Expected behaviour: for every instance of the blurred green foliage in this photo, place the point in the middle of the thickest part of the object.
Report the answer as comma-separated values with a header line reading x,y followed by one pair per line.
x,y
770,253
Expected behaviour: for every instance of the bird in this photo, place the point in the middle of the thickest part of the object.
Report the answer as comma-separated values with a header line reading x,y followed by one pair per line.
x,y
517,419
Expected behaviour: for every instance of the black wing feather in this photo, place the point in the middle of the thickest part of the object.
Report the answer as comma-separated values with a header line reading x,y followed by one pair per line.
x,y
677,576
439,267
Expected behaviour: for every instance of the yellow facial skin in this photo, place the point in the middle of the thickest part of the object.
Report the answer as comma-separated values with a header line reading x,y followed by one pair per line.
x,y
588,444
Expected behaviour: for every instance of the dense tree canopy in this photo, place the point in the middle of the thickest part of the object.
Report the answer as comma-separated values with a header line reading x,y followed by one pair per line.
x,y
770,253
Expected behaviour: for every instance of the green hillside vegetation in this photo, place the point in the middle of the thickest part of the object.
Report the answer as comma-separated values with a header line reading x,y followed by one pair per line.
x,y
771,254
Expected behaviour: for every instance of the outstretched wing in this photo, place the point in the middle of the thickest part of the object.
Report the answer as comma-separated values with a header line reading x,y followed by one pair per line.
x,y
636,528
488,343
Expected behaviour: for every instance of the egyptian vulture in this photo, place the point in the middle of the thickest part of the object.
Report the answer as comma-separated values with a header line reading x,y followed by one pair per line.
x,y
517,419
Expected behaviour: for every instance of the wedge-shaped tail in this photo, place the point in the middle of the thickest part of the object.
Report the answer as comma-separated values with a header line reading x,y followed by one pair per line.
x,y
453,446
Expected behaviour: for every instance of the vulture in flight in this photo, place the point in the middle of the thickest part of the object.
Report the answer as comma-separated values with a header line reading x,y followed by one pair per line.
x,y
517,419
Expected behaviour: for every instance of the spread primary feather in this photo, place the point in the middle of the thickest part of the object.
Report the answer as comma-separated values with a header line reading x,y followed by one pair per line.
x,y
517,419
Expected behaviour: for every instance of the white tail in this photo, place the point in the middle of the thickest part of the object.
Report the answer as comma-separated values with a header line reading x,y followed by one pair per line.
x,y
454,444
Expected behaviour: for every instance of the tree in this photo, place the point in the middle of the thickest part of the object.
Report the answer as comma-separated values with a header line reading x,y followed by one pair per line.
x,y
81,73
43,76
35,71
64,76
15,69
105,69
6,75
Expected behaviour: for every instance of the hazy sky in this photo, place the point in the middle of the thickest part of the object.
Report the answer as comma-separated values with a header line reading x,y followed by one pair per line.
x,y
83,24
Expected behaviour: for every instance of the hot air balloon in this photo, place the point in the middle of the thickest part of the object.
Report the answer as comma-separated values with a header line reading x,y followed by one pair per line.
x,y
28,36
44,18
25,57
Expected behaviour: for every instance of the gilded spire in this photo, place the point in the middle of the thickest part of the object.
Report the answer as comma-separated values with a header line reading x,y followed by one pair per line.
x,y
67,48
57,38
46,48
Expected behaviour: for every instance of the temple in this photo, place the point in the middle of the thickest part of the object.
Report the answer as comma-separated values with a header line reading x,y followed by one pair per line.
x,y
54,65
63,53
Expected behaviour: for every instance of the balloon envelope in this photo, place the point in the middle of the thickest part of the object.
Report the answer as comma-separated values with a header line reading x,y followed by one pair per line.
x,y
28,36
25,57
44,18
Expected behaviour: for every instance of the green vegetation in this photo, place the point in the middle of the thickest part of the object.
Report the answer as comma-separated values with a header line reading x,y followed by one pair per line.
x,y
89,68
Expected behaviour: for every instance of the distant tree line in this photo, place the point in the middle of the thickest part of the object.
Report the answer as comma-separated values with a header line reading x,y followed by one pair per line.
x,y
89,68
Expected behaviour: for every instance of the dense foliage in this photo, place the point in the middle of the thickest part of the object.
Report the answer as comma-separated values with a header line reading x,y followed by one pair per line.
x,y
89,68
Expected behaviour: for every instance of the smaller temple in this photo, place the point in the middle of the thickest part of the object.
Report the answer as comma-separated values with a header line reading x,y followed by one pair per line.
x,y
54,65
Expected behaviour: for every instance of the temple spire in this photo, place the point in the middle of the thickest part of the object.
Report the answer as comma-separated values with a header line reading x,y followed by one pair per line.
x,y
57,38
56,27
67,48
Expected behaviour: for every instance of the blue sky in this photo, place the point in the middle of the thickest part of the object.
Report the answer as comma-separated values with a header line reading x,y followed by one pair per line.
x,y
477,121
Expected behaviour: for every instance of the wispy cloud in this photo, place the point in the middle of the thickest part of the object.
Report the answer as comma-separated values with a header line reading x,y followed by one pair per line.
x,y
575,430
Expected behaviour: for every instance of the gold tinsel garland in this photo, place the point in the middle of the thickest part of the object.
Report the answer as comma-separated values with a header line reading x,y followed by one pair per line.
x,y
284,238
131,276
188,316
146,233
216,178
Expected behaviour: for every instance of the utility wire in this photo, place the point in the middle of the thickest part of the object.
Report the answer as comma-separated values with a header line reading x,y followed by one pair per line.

::::::::::

**Written task**
Print out every record again, exactly and in full.

**Output for this exercise**
Expected behaviour: for every instance of the blurred green foliage in this photo, place the point in the middle of the thickest part of the object.
Report the answer as comma-separated values with a header line reading x,y followed by one pair per line.
x,y
770,253
Expected behaviour: for every instance of the bird in this photo, place the point in the middle of the thickest part of the object.
Report the answer as comma-separated values with a header line reading x,y followed by one pair per line.
x,y
517,419
Expected behaviour: for every instance of the black wing feather in this photo, place the point in the middle of the thickest part of the object.
Report the answer as comma-separated values with a header line reading x,y followed by one pair per line.
x,y
677,576
439,267
Expected behaviour: for every instance of the yellow facial skin in this photo, place the point in the middle of the thickest part of the object.
Report the answer as comma-separated values with a header line reading x,y followed by one pair per line.
x,y
588,444
Expected behaviour: for every instance of the dense tree canopy in this photo, place the point in the middle of the thickest part of the object.
Report the answer as comma-separated values with a header line reading x,y followed by one pair per line.
x,y
770,253
Expected behaviour: for every instance of the green hillside vegetation in this photo, place the point in the middle of the thickest part of the object.
Report the answer as comma-separated values with a header line reading x,y followed by one pair per line.
x,y
771,254
Expected behaviour: for every instance of the outstretched wing in this photo, place the point in the middle of the thickest part of the object.
Report the answer as comma-separated values with a header line reading x,y followed by one pair per line.
x,y
636,528
488,343
Expected behaviour: for every instance of the egyptian vulture in this photo, place the point in the middle of the thickest part of the object.
Report the answer as comma-separated values with a header line reading x,y followed by one pair per line.
x,y
517,419
Expected behaviour: for every instance of the wedge-shaped tail in this photo, place the point in the middle of the thickest part of the object.
Report the answer as comma-separated values with a header line reading x,y followed by one pair per line.
x,y
453,446
Expected behaviour: for every instance of the vulture in flight in this photo, place the point in the middle of the thickest part of the object.
Report the answer as comma-separated values with a header line reading x,y followed by one pair per line.
x,y
517,419
Expected behaviour: for every instance of the spread primary feather in this photo, place the point in the middle of the thickest part of the object.
Report the answer as comma-separated values with a header line reading x,y followed by one pair per line.
x,y
517,419
Expected behaviour: for every instance of the white tail in this photo, place the point in the middle of the thickest part of the object.
Report the answer as comma-separated values with a header line reading x,y followed by one pair per line.
x,y
454,444
Expected behaviour: for every instance of the tree in this photo, place the point in the middle of the thickest part of the object.
Report the answer as comma-separated values with a header line reading x,y followed by one pair per line.
x,y
81,73
43,76
35,71
64,76
15,69
105,69
6,75
Expected behaviour: for every instance of the hazy sky in this photo, place the point in the middle of the thickest part of the object.
Report the answer as comma-separated values with a header line reading x,y followed by one pair per line.
x,y
83,24
Expected behaviour: for every instance of the hot air balloon in this photo, place the point in the middle of the thickest part of the object.
Report the answer as comma-separated values with a header line reading x,y followed by one pair per line.
x,y
28,36
44,18
25,57
Expected behaviour: for every instance of the gilded spire in this photo, place the point in the middle of the thickest part of the object.
Report the answer as comma-separated values with a header line reading x,y followed by one pair per line.
x,y
67,48
57,38
46,48
Expected behaviour: for every instance of the temple in this photo, place the point in the middle of the thickest part of the object.
Report the answer as comma-separated values with a header line reading x,y followed by one pair per line.
x,y
54,65
63,53
Expected behaviour: for every instance of the balloon envelope in this photo, place the point in the middle of the thickest part of the object.
Report the answer as comma-separated values with a header line reading x,y followed by one pair per line.
x,y
28,36
25,57
44,18
Expected behaviour: for every instance of the green vegetation in this photo, place the point in the middle of the thickest part of the object.
Report the answer as comma-separated values with a header line reading x,y followed by one pair per line.
x,y
89,68
Expected behaviour: for every instance of the distant tree line in this photo, place the point in the middle of the thickest part of the object.
Report the answer as comma-separated values with a header line reading x,y followed by one pair per line.
x,y
89,68
Expected behaviour: for every instance of the dense foliage in this photo, place the point in the middle of the thickest part of the object.
Report the answer as comma-separated values with a header line reading x,y followed by one pair per line.
x,y
89,68
Expected behaviour: for every instance of the smaller temple in this photo, place the point in the middle of the thickest part of the object.
Report the answer as comma-separated values with a header line reading x,y followed by one pair per line.
x,y
54,65
Expected behaviour: for every instance of the temple spire in this photo, place the point in the middle of the thickest part of the object.
Report the answer as comma-separated values with a header line reading x,y followed by one pair per line.
x,y
57,38
56,27
67,48
Expected behaviour: for every instance of the blue sky in this photo, place the point in the middle of the thickest part of the object.
Report the answer as comma-separated values with a header line reading x,y followed by one pair per line.
x,y
477,121
Expected behaviour: for every instance of the wispy cloud in this photo, place the point in the middle of the thickest part of the object.
Report the answer as comma-separated values with a header line reading x,y followed by one pair per line.
x,y
575,430
Expected behaviour: for every instance of the gold tinsel garland in this photo, place the point in the middle of the thickest part of the object.
Report the answer as comma-separated values with a header line reading x,y followed by one pair per line.
x,y
284,238
131,276
188,316
146,233
216,178
Expected behaviour: for every instance of the utility wire in this photo, place the point in the middle of the thickest part of the object.
Report the answer as comma-separated values with a header line reading x,y followed by one pair per line.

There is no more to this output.